(Dataset excerpts)
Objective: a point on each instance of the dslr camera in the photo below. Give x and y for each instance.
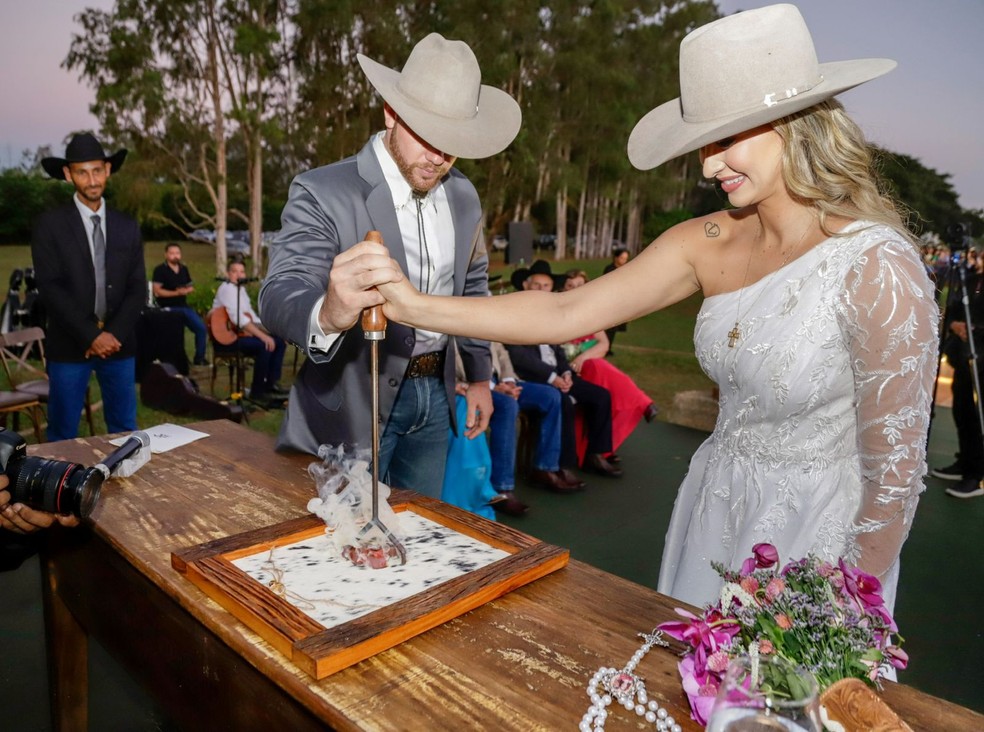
(55, 486)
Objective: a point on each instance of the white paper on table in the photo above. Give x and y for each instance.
(166, 437)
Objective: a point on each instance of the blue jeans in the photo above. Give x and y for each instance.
(414, 445)
(196, 326)
(540, 399)
(67, 385)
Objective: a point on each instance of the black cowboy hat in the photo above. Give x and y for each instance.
(540, 266)
(81, 149)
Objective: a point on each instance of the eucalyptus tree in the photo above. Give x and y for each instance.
(177, 78)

(Aim of the task)
Your answer must be an exact transcription of every entry, minus the pictures.

(Finished task)
Objective: a point on each instance of the dslr camera in the photo below. Give x and y for each instance.
(55, 486)
Objective: a point on each instance of the white paper on table in the photo above. Give x and y for each instance.
(166, 437)
Objective: a point on each instance of the blue jeans in the photo above. Give x and y for each instance.
(414, 445)
(196, 326)
(540, 399)
(67, 385)
Objective: a point on each instance of the black cowboy hat in the photo above. Give x and y for each instance.
(540, 266)
(81, 149)
Objective: a point on each instance of the eucalyptus tree in the photo above. Give x and y for each instance.
(177, 78)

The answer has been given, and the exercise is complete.